Wie genau läuft so eine Schreibwerkstatt ab?

Das zu erläutern, würde gewiss den Rahmen sprengen. Kurz gesagt: ich komme in die Klasse, stelle mich vor und biete den Schülern an, mich zu duzen und alles zu fragen, was sie interessiert. Das verringert den Abstand. Danach lese ich aus meinen Gedichten, damit sie eine genauere Vorstellung von mir und von zeitgenössischer Lyrik bekommen. Anschließend geht es ziemlich schnell an die Arbeit. Die Magie beginnt immer schon mit der Kommunikation. 

 

Geben Sie ein bestimmtes Thema vor?

Das hängt vom Projekt ab, normalerweise nicht. Ich sage: „Schreibt über das, was Euch bewegt. Ich will nur keine rassistischen und sexistischen Äußerungen.“ Das können z. B. Konflikte zu Hause sein, Erfahrungen mit Liebe oder Fremdenhass. Ein Mädchen fügte sich immer wieder selbst Verletzungen zu und wollte das in ihren Gedichten verarbeiten. Einmal schrieb ein Junge darüber, dass er schwul ist – das wusste sonst niemand in der Klasse, aber in seinem Gedicht konnte er sich alles von der Seele reden. Das war auch ein großer Vertrauensvorschuss mir gegenüber. Anrührende Erlebnisse dieser Art gibt es ständig. Es passieren in jeder Klasse Wunder.

 

Anschließend besprechen Sie die Texte?

Schon während die Schüler an ihren Texten arbeiten, können sie zu mir nach vorne kommen und sich Rat holen. Wenn sie fertig sind, gehe ich in einem persönlichen Gespräch die Texte durch. Ich spare nicht mit Lob, und ich gebe Anregungen. Wenn jemand das Wort blau verwendet, frage ich, ob das nicht konkreter geht. In der Endversion steht vielleicht tiefseeblau im Text. Oder ich gebe den Tipp, ein nichtssagendes Wort wie schön auszutauschen. So werden die Gedichte Schritt für Schritt besser. 

 

Und am Ende des Prozesses steht dann der große Auftritt auf einer Bühne? 

Manchmal ist das so, aber längst nicht immer, das hängt ganz von der Organisation der Schule ab. Auch hier habe ich wunderbare Dinge erlebt. In manchen Klassen kann sich anfangs keine einzige Schülerin, kein einziger Schüler vorstellen, vor Lehrern, Eltern und Mitschülern etwas vorzutragen. Aber sie erlangen ein großes Selbstbewusstsein im Laufe der Werkstatt, und sie meistern es sehr gut; ich bin dann sehr stolz auf sie. Für manche ist das der Anstoß, in der Freizeit weiterzuschreiben.

**Einträge**
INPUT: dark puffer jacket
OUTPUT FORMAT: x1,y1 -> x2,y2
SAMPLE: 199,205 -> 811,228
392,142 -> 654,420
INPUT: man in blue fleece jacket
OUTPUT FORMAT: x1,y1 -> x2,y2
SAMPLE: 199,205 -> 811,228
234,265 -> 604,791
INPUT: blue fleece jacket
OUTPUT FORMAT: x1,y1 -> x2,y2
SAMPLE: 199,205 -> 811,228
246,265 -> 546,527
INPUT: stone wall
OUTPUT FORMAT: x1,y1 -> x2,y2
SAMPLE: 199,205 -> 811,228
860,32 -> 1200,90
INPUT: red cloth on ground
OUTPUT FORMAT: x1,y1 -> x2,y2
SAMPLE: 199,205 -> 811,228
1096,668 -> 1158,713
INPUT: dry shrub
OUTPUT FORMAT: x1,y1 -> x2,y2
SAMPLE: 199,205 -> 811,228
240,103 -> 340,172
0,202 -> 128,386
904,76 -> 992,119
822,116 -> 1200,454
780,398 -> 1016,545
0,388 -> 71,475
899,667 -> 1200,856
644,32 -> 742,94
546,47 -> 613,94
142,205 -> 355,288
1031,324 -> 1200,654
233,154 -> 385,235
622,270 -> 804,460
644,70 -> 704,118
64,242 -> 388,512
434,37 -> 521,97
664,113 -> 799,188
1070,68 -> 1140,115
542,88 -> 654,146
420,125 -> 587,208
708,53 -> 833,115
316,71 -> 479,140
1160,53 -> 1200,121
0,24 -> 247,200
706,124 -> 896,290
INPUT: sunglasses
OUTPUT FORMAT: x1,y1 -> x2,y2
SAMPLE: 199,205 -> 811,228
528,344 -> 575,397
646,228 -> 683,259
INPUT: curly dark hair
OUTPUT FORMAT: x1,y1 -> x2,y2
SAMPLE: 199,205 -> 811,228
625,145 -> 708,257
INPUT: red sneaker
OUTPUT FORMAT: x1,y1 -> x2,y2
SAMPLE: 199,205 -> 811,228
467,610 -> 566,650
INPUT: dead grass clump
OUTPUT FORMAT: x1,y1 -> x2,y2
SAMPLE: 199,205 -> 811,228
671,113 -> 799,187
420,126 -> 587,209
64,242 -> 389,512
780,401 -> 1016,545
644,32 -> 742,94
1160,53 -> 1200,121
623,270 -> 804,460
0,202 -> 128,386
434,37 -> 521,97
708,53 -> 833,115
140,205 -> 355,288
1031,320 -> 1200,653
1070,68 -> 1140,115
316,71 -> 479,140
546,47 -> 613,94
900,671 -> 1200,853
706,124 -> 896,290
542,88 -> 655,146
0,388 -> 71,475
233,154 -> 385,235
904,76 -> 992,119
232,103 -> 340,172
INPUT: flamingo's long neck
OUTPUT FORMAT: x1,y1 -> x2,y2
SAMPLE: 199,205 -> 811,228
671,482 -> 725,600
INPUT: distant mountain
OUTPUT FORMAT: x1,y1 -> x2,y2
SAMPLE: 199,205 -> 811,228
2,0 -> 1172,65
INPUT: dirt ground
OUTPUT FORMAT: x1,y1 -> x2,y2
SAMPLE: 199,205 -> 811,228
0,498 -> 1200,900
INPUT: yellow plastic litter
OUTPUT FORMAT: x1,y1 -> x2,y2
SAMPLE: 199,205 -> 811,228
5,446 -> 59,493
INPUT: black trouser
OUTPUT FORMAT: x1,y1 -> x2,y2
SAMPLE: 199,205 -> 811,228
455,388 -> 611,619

**Aufgaben**
1/ Welche Äußerungen will die befragte Person laut dem Text über die Schreibwerkstatt in den Gedichten nicht haben?
2/ Gib aus dem Text über die Schreibwerkstatt die Stelle wörtlich wieder, die bei den Worten „Wie genau läuft“ beginnt und nach „bestimmtes Thema vor?“ endet.

**Antworten**
1/ Rassistische und sexistische Äußerungen.

2/
Wie genau läuft so eine Schreibwerkstatt ab?

Das zu erläutern, würde gewiss den Rahmen sprengen. Kurz gesagt: ich komme in die Klasse, stelle mich vor und biete den Schülern an, mich zu duzen und alles zu fragen, was sie interessiert. Das verringert den Abstand. Danach lese ich aus meinen Gedichten, damit sie eine genauere Vorstellung von mir und von zeitgenössischer Lyrik bekommen. Anschließend geht es ziemlich schnell an die Arbeit. Die Magie beginnt immer schon mit der Kommunikation. 

 

Geben Sie ein bestimmtes Thema vor?